§ Saved entries
--- START ---

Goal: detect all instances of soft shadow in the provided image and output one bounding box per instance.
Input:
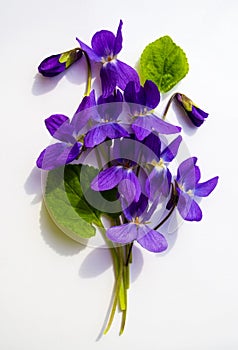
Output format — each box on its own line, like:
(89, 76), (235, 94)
(32, 73), (62, 95)
(79, 244), (144, 282)
(40, 202), (85, 256)
(79, 247), (112, 278)
(24, 166), (42, 204)
(130, 245), (144, 282)
(156, 211), (182, 257)
(65, 59), (92, 86)
(32, 59), (102, 96)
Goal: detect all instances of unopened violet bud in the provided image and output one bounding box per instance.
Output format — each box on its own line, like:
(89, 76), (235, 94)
(38, 48), (82, 77)
(175, 93), (208, 127)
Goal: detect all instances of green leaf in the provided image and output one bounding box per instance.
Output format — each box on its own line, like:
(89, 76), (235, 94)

--- END ---

All of the entries above are to be duplicated exactly, with every image left out.

Goal: detect all instances of soft shadow in the provided image and output one bounding box per instance.
Input:
Output format — each box on its own line, like:
(89, 76), (235, 94)
(32, 73), (62, 95)
(79, 244), (144, 282)
(40, 202), (85, 256)
(79, 247), (112, 278)
(24, 166), (42, 204)
(130, 245), (144, 282)
(156, 211), (182, 257)
(65, 59), (92, 86)
(32, 59), (102, 96)
Goal: detect all instances of unopened violet bud in the provided image and output one bounding box per instance.
Output format — each box on its own line, like:
(89, 76), (235, 94)
(38, 48), (82, 77)
(175, 93), (208, 127)
Goal: detect all instances of green leaf in the provided image and output one bounding box per instance.
Output format — each box on its own line, like:
(89, 76), (235, 94)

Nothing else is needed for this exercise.